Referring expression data
* * * *

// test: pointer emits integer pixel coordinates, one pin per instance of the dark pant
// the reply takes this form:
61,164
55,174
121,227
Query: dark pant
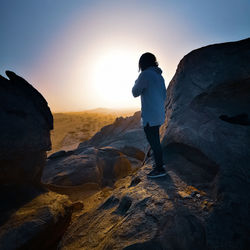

* * * *

__What is being asked__: Every line above is to be duplicated exactly; no picture should be carried over.

__Answer to the problem__:
// test: pointer emits integer pixel coordinates, one pin per instance of the dark pant
// the reply takes this form:
61,164
55,174
121,227
Query: dark pant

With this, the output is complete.